Architecture Overview
---------------------
* :doc:`Nova architecture </user/architecture>`: An overview of how all the parts in
nova fit together.
* :doc:`Block Device Mapping </user/block-device-mapping>`: One of the more
complicated parts to understand is the Block Device Mapping parameters used
to connect specific block devices to computes. This deserves its own deep
dive.
See the :ref:`reference guide <reference-internals>` for details about more
internal subsystems.
Deployment Considerations
-------------------------
There is information you might want to consider before doing your deployment,
especially if it is going to be a larger deployment. For smaller deployments
the defaults from the :doc:`install guide </install/index>` will be sufficient.
* **Compute Driver Features Supported**: While the majority of nova deployments use
libvirt/kvm, you can use nova with other compute drivers. Nova attempts to
provide a unified feature set across these, however, not all features are
implemented on all backends, and not all features are equally well tested.
* :doc:`Feature Support by Use Case </user/feature-classification>`: A view of
what features each driver supports based on what's important to some large
use cases (General Purpose Cloud, NFV Cloud, HPC Cloud).
* :doc:`Feature Support full list </user/support-matrix>`: A detailed dive through
features in each compute driver backend.
* :doc:`Cells v2 Planning </user/cellsv2-layout>`: For large deployments, Cells v2
allows sharding of your compute environment. Upfront planning is key to a
successful Cells v2 layout.
* :placement-doc:`Placement service <>`: Overview of the placement
service, including how it fits in with the rest of nova.

• • •

### EXERCISE SET
1: Answer these about the Nova documentation text:
(a) What do the majority of nova deployments use?
(b) For smaller deployments, what will be sufficient?
(c) Which three large use cases are named?
2: Reproduce everything in the Nova documentation text from "Deployment Considerations" down to "will be sufficient.", character for character.

• • •

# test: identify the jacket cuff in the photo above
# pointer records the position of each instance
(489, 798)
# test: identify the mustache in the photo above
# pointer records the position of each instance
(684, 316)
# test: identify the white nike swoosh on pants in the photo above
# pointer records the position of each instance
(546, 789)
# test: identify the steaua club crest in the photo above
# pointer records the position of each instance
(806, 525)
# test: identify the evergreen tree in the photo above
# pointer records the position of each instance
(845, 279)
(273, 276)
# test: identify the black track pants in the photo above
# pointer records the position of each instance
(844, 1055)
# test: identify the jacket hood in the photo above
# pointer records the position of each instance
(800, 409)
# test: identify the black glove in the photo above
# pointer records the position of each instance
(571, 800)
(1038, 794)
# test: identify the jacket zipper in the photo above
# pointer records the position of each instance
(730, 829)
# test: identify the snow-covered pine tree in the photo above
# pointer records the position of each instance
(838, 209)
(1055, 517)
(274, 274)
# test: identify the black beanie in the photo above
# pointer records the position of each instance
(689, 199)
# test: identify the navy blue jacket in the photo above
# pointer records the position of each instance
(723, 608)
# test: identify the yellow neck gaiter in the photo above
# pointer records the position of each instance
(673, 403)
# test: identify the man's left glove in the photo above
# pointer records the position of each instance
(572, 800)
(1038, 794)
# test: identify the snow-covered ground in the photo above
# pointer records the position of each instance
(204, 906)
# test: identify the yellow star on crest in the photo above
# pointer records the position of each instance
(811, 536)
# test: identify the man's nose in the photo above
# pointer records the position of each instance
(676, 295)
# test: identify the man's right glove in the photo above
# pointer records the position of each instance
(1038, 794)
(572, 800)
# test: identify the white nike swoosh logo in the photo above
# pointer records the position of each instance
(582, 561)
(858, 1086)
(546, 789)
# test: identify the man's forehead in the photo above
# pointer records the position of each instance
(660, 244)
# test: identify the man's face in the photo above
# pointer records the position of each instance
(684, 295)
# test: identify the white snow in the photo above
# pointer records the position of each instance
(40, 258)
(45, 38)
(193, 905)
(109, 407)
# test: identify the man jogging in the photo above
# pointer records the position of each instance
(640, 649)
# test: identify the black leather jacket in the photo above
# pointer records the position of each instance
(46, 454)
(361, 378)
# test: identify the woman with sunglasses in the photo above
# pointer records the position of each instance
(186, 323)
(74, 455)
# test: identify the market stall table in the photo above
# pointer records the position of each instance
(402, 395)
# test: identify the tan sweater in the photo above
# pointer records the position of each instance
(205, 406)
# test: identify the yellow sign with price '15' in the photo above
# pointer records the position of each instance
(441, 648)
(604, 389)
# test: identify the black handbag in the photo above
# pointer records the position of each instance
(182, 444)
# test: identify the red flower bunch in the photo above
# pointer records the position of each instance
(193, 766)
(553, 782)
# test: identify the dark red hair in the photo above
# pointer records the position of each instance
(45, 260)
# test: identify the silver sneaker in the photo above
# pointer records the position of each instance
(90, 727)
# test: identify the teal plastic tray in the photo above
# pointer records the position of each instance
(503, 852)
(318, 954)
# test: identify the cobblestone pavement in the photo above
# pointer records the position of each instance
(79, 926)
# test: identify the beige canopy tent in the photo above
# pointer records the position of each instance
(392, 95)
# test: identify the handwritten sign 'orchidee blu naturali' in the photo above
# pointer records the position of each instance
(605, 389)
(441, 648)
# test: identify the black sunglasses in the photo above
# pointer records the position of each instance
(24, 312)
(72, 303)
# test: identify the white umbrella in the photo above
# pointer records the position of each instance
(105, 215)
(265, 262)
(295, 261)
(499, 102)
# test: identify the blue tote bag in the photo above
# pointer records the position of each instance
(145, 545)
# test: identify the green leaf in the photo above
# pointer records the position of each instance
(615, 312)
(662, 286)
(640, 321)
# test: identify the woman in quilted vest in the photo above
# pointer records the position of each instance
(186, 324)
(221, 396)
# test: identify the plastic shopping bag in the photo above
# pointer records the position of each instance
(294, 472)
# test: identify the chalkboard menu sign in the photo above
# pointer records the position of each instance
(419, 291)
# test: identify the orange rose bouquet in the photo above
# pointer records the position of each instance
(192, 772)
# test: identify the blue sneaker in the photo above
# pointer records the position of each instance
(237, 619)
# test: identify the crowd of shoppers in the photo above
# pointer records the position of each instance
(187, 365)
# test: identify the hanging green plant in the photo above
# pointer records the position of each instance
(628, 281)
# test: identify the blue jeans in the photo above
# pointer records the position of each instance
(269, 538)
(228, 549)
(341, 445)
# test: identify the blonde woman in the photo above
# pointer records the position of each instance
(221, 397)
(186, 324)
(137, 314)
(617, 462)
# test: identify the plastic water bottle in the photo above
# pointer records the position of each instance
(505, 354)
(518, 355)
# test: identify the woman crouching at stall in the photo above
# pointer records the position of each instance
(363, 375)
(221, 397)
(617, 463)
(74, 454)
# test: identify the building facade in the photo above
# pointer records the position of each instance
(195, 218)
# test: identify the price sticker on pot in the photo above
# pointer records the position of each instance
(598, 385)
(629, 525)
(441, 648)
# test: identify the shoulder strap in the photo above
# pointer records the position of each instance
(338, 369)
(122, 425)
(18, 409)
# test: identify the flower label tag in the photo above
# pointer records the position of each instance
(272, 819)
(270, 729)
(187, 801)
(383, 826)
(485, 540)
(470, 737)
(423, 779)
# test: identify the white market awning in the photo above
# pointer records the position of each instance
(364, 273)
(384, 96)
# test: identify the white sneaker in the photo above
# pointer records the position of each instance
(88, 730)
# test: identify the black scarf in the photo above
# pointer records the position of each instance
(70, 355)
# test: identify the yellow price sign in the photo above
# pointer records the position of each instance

• • •

### SOLUTIONS TO THE EXERCISE
1:
(a) libvirt/kvm
(b) The defaults from the install guide
(c) General Purpose Cloud, NFV Cloud, and HPC Cloud

2:
Deployment Considerations
-------------------------
There is information you might want to consider before doing your deployment,
especially if it is going to be a larger deployment. For smaller deployments
the defaults from the :doc:`install guide </install/index>` will be sufficient.